— start EXCERPTED RECORDS —

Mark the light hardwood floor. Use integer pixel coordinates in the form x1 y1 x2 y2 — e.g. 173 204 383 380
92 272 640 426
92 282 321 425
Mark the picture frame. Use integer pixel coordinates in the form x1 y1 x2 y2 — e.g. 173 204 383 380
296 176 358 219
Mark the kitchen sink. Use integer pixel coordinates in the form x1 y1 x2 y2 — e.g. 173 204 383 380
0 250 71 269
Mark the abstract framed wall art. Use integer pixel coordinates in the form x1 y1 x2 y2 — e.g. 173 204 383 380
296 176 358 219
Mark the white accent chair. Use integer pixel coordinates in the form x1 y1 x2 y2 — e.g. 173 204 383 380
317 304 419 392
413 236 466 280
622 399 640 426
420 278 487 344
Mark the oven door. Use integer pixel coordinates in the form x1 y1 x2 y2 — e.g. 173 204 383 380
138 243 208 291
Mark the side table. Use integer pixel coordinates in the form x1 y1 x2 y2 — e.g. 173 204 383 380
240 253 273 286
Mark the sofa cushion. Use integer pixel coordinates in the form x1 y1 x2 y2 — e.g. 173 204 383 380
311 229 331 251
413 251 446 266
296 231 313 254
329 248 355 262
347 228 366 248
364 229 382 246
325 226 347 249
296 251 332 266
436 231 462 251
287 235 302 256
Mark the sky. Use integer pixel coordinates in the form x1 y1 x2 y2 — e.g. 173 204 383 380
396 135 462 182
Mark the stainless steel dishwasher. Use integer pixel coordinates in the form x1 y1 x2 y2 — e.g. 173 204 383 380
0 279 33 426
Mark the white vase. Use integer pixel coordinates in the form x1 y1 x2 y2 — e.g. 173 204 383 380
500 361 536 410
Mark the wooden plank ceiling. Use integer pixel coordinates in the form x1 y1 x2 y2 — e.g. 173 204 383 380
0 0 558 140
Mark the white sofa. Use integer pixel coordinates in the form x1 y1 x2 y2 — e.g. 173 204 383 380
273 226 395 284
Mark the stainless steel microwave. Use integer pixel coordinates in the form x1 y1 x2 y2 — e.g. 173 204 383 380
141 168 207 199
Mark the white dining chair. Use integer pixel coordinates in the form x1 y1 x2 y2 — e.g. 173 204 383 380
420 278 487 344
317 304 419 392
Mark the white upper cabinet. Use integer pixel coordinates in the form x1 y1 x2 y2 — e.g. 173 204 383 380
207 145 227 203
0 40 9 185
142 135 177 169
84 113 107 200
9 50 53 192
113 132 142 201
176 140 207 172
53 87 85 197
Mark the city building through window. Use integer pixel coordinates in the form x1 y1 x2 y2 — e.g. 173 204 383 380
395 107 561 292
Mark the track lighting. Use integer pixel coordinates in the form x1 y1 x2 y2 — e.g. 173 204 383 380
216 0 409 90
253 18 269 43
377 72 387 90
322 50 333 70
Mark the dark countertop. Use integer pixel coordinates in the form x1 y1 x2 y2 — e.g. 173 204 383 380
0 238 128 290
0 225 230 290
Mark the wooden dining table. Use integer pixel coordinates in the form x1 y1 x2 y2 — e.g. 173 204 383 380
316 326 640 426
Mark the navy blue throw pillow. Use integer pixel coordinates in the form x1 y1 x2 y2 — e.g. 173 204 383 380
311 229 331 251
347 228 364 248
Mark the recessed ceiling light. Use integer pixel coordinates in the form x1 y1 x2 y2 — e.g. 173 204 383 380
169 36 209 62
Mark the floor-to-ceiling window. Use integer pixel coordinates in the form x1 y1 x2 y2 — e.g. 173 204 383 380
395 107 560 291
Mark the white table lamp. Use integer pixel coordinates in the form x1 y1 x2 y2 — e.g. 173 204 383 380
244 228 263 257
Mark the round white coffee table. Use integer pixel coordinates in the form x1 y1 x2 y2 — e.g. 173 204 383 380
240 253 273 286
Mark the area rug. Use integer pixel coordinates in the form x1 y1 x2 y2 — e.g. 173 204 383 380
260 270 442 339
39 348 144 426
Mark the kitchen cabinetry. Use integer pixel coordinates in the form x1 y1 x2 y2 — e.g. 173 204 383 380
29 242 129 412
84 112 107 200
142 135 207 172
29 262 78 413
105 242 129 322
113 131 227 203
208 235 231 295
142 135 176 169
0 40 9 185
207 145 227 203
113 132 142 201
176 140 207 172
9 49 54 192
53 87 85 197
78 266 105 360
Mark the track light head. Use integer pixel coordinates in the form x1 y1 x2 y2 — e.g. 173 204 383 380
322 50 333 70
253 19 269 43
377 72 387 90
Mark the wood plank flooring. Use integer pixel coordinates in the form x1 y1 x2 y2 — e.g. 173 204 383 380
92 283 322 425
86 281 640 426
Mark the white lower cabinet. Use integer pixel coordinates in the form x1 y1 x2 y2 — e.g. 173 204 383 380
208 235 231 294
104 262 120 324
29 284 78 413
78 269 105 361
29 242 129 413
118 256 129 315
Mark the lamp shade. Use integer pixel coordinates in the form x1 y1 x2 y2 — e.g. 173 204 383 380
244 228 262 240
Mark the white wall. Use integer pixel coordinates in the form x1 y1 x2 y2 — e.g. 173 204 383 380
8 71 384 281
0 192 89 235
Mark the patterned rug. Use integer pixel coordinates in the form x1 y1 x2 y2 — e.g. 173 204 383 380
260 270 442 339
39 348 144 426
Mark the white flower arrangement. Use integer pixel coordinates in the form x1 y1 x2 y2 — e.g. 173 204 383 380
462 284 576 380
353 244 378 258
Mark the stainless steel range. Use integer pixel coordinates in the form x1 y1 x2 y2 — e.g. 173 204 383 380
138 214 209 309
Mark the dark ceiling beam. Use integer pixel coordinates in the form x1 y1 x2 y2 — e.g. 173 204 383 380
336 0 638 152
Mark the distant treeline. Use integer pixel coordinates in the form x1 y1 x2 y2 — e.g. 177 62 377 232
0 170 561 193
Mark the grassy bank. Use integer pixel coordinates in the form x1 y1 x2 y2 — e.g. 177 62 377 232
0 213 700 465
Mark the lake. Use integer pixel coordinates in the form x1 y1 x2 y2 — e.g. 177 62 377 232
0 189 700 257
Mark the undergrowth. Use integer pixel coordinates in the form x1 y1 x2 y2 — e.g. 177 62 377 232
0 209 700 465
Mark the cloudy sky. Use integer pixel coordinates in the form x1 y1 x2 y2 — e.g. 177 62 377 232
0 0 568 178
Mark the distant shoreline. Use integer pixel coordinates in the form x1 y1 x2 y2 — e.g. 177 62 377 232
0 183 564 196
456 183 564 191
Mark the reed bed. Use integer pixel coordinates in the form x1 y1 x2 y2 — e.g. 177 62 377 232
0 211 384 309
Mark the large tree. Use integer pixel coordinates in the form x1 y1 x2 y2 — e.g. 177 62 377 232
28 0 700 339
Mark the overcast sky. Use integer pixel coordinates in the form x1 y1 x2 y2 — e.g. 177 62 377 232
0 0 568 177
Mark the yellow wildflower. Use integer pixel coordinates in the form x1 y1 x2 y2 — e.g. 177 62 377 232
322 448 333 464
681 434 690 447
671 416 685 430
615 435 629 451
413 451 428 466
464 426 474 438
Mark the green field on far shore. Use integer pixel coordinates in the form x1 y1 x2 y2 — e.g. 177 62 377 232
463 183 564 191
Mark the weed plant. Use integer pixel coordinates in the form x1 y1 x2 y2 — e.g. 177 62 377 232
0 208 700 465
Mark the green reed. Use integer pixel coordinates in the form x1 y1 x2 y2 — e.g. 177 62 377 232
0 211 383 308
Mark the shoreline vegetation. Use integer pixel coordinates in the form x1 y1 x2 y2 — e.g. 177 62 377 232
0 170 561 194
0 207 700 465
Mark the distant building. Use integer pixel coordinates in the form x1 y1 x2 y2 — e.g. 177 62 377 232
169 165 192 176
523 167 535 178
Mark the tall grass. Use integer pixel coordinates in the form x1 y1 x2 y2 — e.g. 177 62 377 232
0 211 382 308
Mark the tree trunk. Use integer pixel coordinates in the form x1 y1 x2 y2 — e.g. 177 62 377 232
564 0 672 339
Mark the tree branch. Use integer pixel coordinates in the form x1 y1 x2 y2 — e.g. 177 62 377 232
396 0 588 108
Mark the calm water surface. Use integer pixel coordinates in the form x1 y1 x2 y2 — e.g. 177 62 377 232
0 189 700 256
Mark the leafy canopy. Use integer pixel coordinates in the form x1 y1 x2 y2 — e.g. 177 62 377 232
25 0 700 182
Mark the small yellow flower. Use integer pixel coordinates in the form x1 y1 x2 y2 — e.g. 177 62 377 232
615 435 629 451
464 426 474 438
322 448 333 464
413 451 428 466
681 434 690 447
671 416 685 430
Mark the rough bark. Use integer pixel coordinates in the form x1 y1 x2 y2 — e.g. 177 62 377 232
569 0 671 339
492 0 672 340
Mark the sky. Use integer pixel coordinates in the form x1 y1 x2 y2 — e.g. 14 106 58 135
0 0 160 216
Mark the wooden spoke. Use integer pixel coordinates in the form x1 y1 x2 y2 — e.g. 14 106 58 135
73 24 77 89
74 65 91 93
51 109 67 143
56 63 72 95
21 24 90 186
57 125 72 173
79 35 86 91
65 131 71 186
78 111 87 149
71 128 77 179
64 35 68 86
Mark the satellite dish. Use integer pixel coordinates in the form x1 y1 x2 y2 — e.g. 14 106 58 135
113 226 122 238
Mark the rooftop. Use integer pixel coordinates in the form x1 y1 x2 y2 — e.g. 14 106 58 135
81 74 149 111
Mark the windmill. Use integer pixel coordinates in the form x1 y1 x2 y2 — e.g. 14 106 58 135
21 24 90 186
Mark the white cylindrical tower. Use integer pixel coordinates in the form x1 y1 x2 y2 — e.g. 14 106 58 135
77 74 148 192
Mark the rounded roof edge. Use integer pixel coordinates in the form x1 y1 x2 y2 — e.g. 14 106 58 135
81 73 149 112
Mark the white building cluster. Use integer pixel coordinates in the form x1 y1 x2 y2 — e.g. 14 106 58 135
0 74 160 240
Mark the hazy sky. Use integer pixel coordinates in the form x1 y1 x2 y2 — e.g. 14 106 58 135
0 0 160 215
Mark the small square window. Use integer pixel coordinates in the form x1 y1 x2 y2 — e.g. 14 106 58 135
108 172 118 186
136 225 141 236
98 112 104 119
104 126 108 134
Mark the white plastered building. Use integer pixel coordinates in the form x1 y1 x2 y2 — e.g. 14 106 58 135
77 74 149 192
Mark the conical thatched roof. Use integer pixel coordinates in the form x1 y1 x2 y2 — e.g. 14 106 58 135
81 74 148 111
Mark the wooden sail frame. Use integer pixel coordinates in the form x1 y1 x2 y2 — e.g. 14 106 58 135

— end EXCERPTED RECORDS —

SET PROBLEM:
Output only the lines running from the line with "Mark the white cylindrical" through the final line of the data, inclusive.

WRITTEN ANSWER:
Mark the white cylindrical tower. Use integer pixel coordinates in the form x1 y1 x2 y2 — e.g. 14 106 58 135
77 74 148 192
Mark the rounded roof edge. Use integer pixel coordinates in the form x1 y1 x2 y2 — e.g. 14 106 58 135
81 73 149 112
Mark the white building cluster. Use integer pixel coordinates in the form x1 y1 x2 y2 — e.g. 14 106 58 135
0 74 160 240
Mark the hazy sky. Use integer pixel coordinates in the form x1 y1 x2 y2 — e.g. 14 106 58 135
0 0 160 215
Mark the small square window. Use integer pixel coordinates in the form x1 y1 x2 y2 — e.g. 14 106 58 135
108 172 118 186
136 225 141 236
98 112 104 119
104 126 108 134
Mark the white plastered building. Use integer pixel coordinates in the form x1 y1 x2 y2 — e.g. 14 106 58 135
77 74 149 192
Mark the conical thatched roof. Use integer pixel coordinates in the form x1 y1 x2 y2 — e.g. 14 106 58 135
81 74 148 111
Mark the wooden sail frame. Use integer pixel coordinates in the form x1 y1 x2 y2 — e.g. 14 106 58 135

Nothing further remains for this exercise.